**Extract to read**
2025-06-16 –, Maschinenhaus
Struggling to identify relevant filters among too many facets and frustrating results navigation? We explore an AI Filter Assistant for statistical data (SDMX) showing how LLMs can be leveraged to suggest the best filters for your natural language query, helping you refine the results in Apache Solr. We share wins, fails, and lessons learned.
In this talk, we explore an AI-powered Filter Assistant, designed for the Statistical Data and Metadata eXchange (SDMX) to improve User eXperience in navigating search results efficiently and effectively.
We discuss how LLMs enhance filter suggestions by analyzing both user queries and indexed data.
On the architecture side, we break down:
1) Data retrieval – how we collected and processed the input SDMX data to build taxonomies used by the model to reconcile the concepts in the natural language query
2) API structure – a deep dive into our endpoints, what they do, and the responses they return.
3) Model choice – the process of identifying the best LLM for the task, including our motivations and studies
4) Structured output & JSON Schema – key benefits, limitations, and lessons learned from extensive testing. We showcase different test results and insights on what works best.
5) Solr query optimization – how to integrate the assistant’s output into a search query, using different boolean strategies to handle the refinement of both too-many and zero-result scenarios.
Expect real-world insights, practical takeaways, and a discussion on the future of AI-driven filtering!
Search, Data Science, Stories
Level:Intermediate
Ilaria is a Data Scientist with a background in Machine Learning and Natural Language Processing for Information Retrieval systems. Since joining the Sease team in 2020, she has worked on various projects, focusing on integrating Learning To Rank and Search Quality Evaluation in e-commerce ecosystems. More recently, she has been exploring the potential of Vector Search and Large Language Models in Search, leveraging these technologies to enhance retrieval strategies and improve result relevance.
Beyond her work, she is an active information retrieval research community member, regularly sharing her insights through blog posts, contributing to open-source projects, and speaking at international conferences such as Berlin Buzzword and ElasticON.
Hi!
I’m Anna Ruggero, an IT consultant in the information retrieval world.
I support clients in the process of improving their search engines with the implementation of innovative personalized solutions. I specialize in the integration of machine learning techniques with information retrieval systems, from Learning-to-Rank techniques to Neural Searches and Recommender Systems.
I extensively worked on e-commerce websites, improving their performance by developing personalized models and evaluation systems.
I highly believe in innovation and research, keeping up-to-date with the latest academic studies and contributing to them. I participated in the European Conference of Information Retrieval 2022 with a poster on offline and online evaluation in the industry and published a paper on improving interleaving techniques for the evaluation of information retrieval systems at the ECIR 2023.
I can't wait to talk about search with you!
Edward Lambe is the Head of the MED Data Engineering team and the Deputy Head of MED IT at the Bank for International Settlements (BIS). Since joining the BIS in 2016, Edward has overseen the implementation of several key projects within the IT unit of the Monetary and Economic Department. Notably, he led the delivery of the BIS Data Portal, a core initiative of the BIS 2025 Innovation programme aimed at modernising the dissemination of BIS statistics. Prior to his tenure at the BIS, Edward held various statistical and IT roles at the Central Statistics Office, Ireland, and the Bank of Ireland. He holds a master’s degree from the Cork Institute of Technology and a bachelor’s degree from the National University of Ireland, Cork.

**What is being asked**
From the session page:
1. What does SDMX stand for?
2. In what year did Ilaria join the Sease team?
3. Where did Edward Lambe earn his master's degree?
The listing plays no part in this.

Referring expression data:
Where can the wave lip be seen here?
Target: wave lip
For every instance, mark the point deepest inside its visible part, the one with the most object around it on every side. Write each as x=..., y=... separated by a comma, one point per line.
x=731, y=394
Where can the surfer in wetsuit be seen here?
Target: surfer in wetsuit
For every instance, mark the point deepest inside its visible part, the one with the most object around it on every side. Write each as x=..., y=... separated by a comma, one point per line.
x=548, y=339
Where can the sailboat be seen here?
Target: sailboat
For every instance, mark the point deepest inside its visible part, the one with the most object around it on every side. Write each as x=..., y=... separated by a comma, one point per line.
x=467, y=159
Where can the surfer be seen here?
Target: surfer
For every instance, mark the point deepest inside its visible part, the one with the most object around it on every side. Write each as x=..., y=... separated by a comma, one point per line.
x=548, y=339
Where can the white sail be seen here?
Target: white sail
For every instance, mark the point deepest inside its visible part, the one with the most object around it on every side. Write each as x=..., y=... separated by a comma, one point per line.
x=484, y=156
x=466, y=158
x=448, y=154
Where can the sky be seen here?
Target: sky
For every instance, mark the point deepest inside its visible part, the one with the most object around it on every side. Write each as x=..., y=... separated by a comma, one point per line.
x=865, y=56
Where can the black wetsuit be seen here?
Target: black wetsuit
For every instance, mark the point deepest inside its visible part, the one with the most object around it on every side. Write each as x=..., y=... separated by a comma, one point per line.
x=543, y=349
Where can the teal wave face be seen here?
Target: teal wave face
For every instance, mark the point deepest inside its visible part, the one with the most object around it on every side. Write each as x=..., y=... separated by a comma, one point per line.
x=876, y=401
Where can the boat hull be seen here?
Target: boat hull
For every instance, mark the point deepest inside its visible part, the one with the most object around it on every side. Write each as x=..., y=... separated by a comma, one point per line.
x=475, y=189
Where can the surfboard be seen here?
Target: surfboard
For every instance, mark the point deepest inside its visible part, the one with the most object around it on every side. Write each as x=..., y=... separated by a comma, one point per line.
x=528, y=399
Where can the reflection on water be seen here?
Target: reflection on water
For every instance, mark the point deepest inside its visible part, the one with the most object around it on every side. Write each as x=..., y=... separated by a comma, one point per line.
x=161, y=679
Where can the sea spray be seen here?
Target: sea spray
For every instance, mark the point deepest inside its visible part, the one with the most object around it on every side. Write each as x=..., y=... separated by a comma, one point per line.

**Answer space**
1. Statistical Data and Metadata eXchange
2. 2020
3. Cork Institute of Technology